*Problem to work on*: Look through the data below for the string "house", and copy every line where it turns up.

Stored items
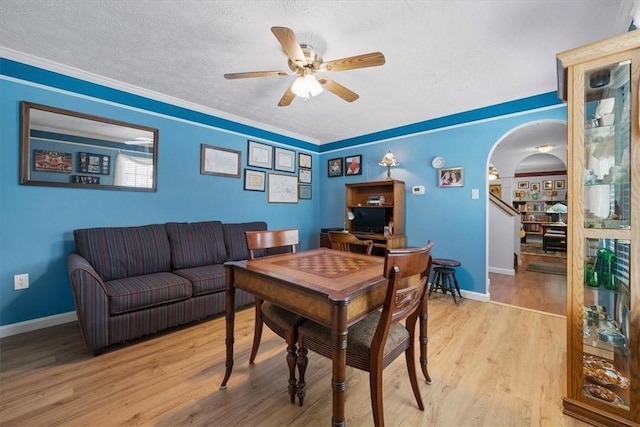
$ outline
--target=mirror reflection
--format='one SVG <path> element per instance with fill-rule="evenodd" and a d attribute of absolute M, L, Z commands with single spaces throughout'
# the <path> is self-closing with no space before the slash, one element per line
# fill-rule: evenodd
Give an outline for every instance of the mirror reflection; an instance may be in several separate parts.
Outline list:
<path fill-rule="evenodd" d="M 157 129 L 21 103 L 20 183 L 156 191 Z"/>

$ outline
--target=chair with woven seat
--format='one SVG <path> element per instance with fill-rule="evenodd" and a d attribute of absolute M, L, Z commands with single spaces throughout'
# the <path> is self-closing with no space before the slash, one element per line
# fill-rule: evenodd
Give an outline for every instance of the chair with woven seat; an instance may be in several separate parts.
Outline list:
<path fill-rule="evenodd" d="M 361 252 L 371 255 L 373 240 L 360 240 L 346 231 L 330 231 L 331 248 L 345 252 Z"/>
<path fill-rule="evenodd" d="M 402 352 L 413 394 L 424 410 L 415 364 L 415 326 L 425 297 L 431 269 L 431 248 L 389 249 L 384 263 L 384 277 L 389 280 L 382 310 L 369 313 L 348 328 L 347 366 L 369 372 L 371 407 L 376 426 L 384 426 L 382 405 L 382 370 Z M 402 320 L 406 319 L 406 325 Z M 298 400 L 305 397 L 307 350 L 332 357 L 331 329 L 308 320 L 298 328 Z"/>
<path fill-rule="evenodd" d="M 296 229 L 247 231 L 245 234 L 247 236 L 247 248 L 249 249 L 249 261 L 262 256 L 296 252 L 296 247 L 299 244 L 298 230 Z M 291 403 L 295 403 L 298 326 L 306 319 L 257 296 L 255 297 L 255 302 L 255 328 L 249 363 L 253 363 L 256 358 L 262 337 L 262 325 L 266 323 L 269 329 L 284 338 L 287 343 L 289 395 Z"/>

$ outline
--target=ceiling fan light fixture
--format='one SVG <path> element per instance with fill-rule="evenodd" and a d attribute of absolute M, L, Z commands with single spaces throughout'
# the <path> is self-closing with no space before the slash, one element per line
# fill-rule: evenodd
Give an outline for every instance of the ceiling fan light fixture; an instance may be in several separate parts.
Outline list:
<path fill-rule="evenodd" d="M 322 92 L 322 85 L 313 74 L 305 73 L 293 82 L 293 85 L 291 85 L 291 92 L 295 93 L 296 96 L 299 96 L 300 98 L 309 99 Z"/>
<path fill-rule="evenodd" d="M 553 144 L 544 144 L 544 145 L 538 145 L 536 149 L 541 153 L 548 153 L 549 151 L 553 150 L 554 147 L 555 145 Z"/>

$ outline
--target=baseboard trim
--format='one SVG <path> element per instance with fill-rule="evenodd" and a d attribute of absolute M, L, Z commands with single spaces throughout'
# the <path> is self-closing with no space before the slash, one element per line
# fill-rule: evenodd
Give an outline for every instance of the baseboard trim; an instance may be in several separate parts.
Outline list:
<path fill-rule="evenodd" d="M 76 320 L 78 320 L 76 312 L 69 311 L 67 313 L 56 314 L 53 316 L 40 317 L 39 319 L 12 323 L 10 325 L 0 326 L 0 338 L 35 331 L 37 329 L 44 329 L 50 326 L 62 325 L 63 323 L 74 322 Z"/>
<path fill-rule="evenodd" d="M 489 267 L 489 273 L 504 274 L 505 276 L 516 275 L 516 271 L 513 268 Z"/>
<path fill-rule="evenodd" d="M 464 298 L 472 299 L 474 301 L 480 301 L 480 302 L 489 302 L 490 301 L 489 294 L 481 294 L 481 293 L 478 293 L 478 292 L 470 292 L 470 291 L 465 291 L 464 289 L 462 289 L 460 291 L 460 293 L 462 294 L 462 296 Z"/>

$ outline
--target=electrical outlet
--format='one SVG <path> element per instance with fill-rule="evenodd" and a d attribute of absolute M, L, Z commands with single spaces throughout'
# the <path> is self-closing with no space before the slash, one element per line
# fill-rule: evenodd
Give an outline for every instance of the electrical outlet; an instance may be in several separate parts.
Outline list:
<path fill-rule="evenodd" d="M 16 274 L 13 276 L 13 289 L 27 289 L 29 287 L 29 274 Z"/>

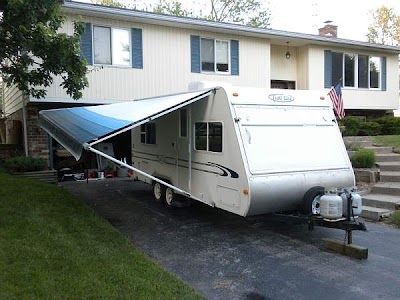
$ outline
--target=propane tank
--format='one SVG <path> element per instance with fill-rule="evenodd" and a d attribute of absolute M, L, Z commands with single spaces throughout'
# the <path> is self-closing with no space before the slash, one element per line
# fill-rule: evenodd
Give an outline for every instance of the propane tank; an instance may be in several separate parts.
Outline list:
<path fill-rule="evenodd" d="M 326 219 L 339 219 L 343 215 L 343 201 L 335 191 L 328 191 L 320 199 L 320 214 Z"/>
<path fill-rule="evenodd" d="M 340 197 L 342 197 L 343 200 L 343 215 L 345 217 L 347 217 L 347 201 L 348 201 L 348 197 L 347 197 L 347 193 L 342 193 L 340 195 Z M 349 195 L 352 199 L 352 209 L 353 209 L 353 214 L 352 216 L 359 216 L 362 213 L 362 197 L 357 194 L 357 193 L 350 193 Z"/>

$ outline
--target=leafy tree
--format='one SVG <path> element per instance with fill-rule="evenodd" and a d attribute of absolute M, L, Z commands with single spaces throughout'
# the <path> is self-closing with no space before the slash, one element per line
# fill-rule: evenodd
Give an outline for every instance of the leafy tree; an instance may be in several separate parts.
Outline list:
<path fill-rule="evenodd" d="M 372 24 L 368 28 L 369 42 L 396 46 L 400 44 L 400 16 L 393 8 L 381 6 L 371 12 Z"/>
<path fill-rule="evenodd" d="M 193 12 L 190 10 L 186 10 L 182 7 L 182 3 L 179 1 L 160 1 L 153 12 L 158 14 L 167 14 L 178 17 L 192 17 Z"/>
<path fill-rule="evenodd" d="M 0 74 L 26 95 L 46 96 L 54 75 L 73 99 L 88 85 L 86 61 L 81 58 L 81 22 L 74 34 L 59 33 L 65 17 L 63 0 L 0 0 Z"/>
<path fill-rule="evenodd" d="M 93 4 L 125 8 L 125 5 L 114 0 L 91 0 Z"/>
<path fill-rule="evenodd" d="M 268 27 L 270 11 L 259 0 L 208 0 L 206 12 L 195 12 L 182 7 L 177 0 L 160 0 L 154 8 L 156 13 L 190 16 L 216 22 L 240 23 L 253 27 Z"/>

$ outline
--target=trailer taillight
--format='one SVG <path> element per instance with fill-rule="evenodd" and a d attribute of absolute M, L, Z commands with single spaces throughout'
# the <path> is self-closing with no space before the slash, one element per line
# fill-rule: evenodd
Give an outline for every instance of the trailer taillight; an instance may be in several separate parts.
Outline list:
<path fill-rule="evenodd" d="M 243 193 L 243 195 L 248 195 L 249 194 L 249 190 L 248 189 L 243 189 L 242 193 Z"/>
<path fill-rule="evenodd" d="M 232 94 L 232 96 L 237 97 L 237 96 L 239 96 L 239 94 L 235 92 Z"/>

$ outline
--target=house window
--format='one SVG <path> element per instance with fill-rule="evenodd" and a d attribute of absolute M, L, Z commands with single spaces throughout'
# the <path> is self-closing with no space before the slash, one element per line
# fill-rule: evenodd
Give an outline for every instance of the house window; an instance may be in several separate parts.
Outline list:
<path fill-rule="evenodd" d="M 222 152 L 222 123 L 196 122 L 195 149 L 210 152 Z"/>
<path fill-rule="evenodd" d="M 187 137 L 187 110 L 184 108 L 179 111 L 179 136 Z"/>
<path fill-rule="evenodd" d="M 345 87 L 379 89 L 382 57 L 332 52 L 332 85 L 342 80 Z"/>
<path fill-rule="evenodd" d="M 367 55 L 358 56 L 358 87 L 368 88 L 368 60 Z"/>
<path fill-rule="evenodd" d="M 205 38 L 200 41 L 201 70 L 229 73 L 229 42 Z"/>
<path fill-rule="evenodd" d="M 344 55 L 344 86 L 355 86 L 355 57 L 356 56 L 354 54 Z"/>
<path fill-rule="evenodd" d="M 156 124 L 146 123 L 140 125 L 140 142 L 142 144 L 156 144 Z"/>
<path fill-rule="evenodd" d="M 93 26 L 94 63 L 131 65 L 131 41 L 128 29 Z"/>
<path fill-rule="evenodd" d="M 369 59 L 369 87 L 373 89 L 380 88 L 381 78 L 381 58 L 370 57 Z"/>

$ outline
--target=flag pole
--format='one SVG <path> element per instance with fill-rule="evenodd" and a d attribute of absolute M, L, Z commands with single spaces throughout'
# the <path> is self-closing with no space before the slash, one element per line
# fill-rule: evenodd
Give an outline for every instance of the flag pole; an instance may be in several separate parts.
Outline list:
<path fill-rule="evenodd" d="M 340 83 L 342 83 L 343 76 L 339 78 L 339 80 L 333 85 L 333 87 L 337 86 Z"/>

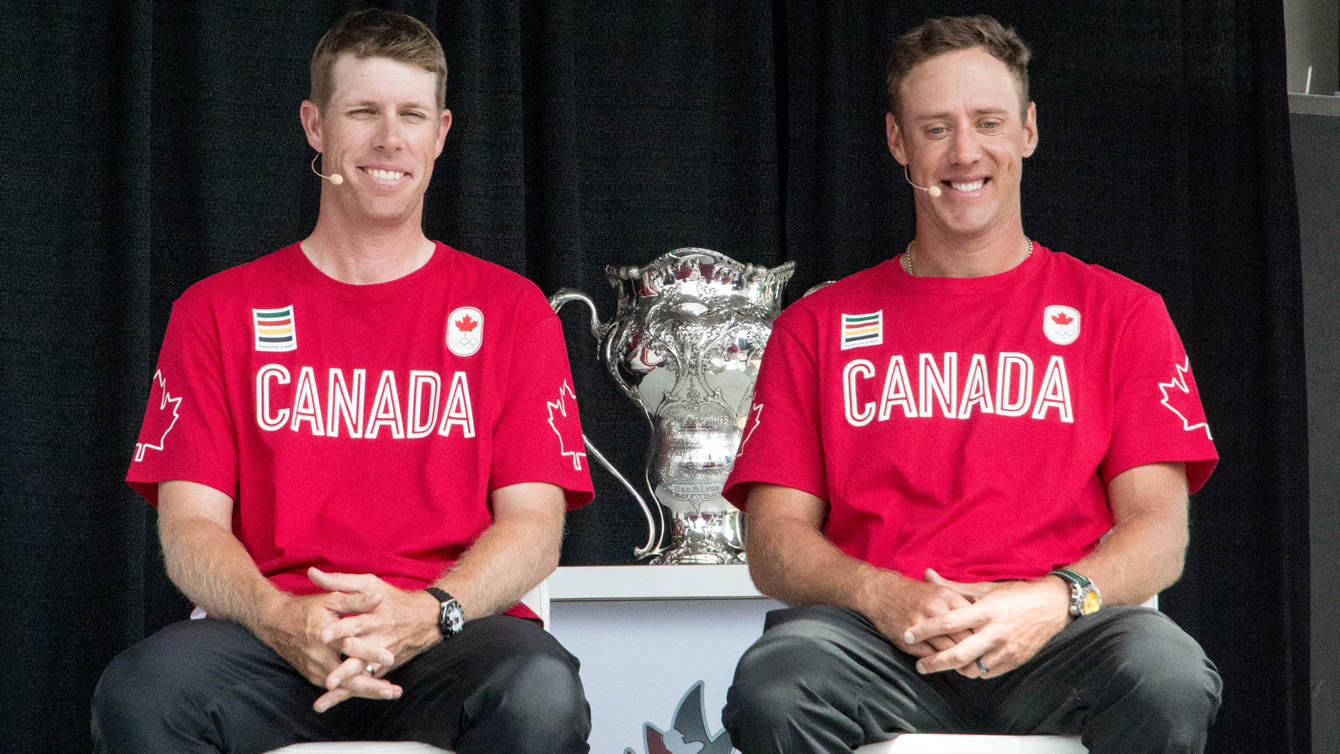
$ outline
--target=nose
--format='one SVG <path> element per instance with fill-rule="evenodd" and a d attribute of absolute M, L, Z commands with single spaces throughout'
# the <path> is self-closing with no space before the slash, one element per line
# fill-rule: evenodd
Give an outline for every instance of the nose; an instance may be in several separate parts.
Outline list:
<path fill-rule="evenodd" d="M 959 165 L 970 165 L 980 159 L 982 145 L 978 142 L 977 130 L 968 124 L 955 128 L 950 154 Z"/>
<path fill-rule="evenodd" d="M 400 149 L 401 145 L 404 143 L 405 134 L 403 126 L 400 124 L 400 119 L 396 117 L 395 113 L 391 113 L 387 117 L 381 119 L 377 128 L 376 137 L 377 143 L 375 146 L 377 148 L 389 151 Z"/>

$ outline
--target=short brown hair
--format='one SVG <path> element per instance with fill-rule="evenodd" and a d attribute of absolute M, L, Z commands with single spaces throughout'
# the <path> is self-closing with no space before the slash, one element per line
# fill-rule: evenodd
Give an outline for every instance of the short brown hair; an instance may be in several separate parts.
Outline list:
<path fill-rule="evenodd" d="M 359 60 L 390 58 L 436 74 L 437 108 L 447 106 L 447 58 L 433 32 L 413 16 L 368 8 L 341 17 L 316 43 L 316 52 L 312 53 L 312 102 L 322 112 L 334 93 L 331 70 L 346 52 Z"/>
<path fill-rule="evenodd" d="M 1019 86 L 1020 115 L 1028 109 L 1028 45 L 1012 27 L 991 16 L 942 16 L 902 35 L 889 54 L 887 82 L 889 109 L 898 118 L 898 90 L 907 74 L 922 61 L 946 52 L 981 47 L 1005 64 Z"/>

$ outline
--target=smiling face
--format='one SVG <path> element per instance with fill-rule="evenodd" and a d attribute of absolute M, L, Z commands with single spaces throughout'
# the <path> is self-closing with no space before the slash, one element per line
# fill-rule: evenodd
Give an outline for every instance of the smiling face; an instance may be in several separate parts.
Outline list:
<path fill-rule="evenodd" d="M 981 47 L 918 63 L 899 88 L 899 117 L 887 116 L 889 151 L 908 166 L 923 223 L 961 239 L 1020 223 L 1019 179 L 1037 146 L 1036 111 L 1019 112 L 1018 83 Z M 926 230 L 932 230 L 926 228 Z"/>
<path fill-rule="evenodd" d="M 437 108 L 437 77 L 389 58 L 340 56 L 325 112 L 302 104 L 307 141 L 322 153 L 327 175 L 321 211 L 355 222 L 417 224 L 423 194 L 442 153 L 451 112 Z"/>

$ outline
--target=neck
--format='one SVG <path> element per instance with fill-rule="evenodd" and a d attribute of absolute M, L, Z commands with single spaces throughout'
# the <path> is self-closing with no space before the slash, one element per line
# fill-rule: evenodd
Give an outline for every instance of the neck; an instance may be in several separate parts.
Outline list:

*Response area*:
--target=house window
Give an outline for every instance of the house window; an instance may be in several separate parts.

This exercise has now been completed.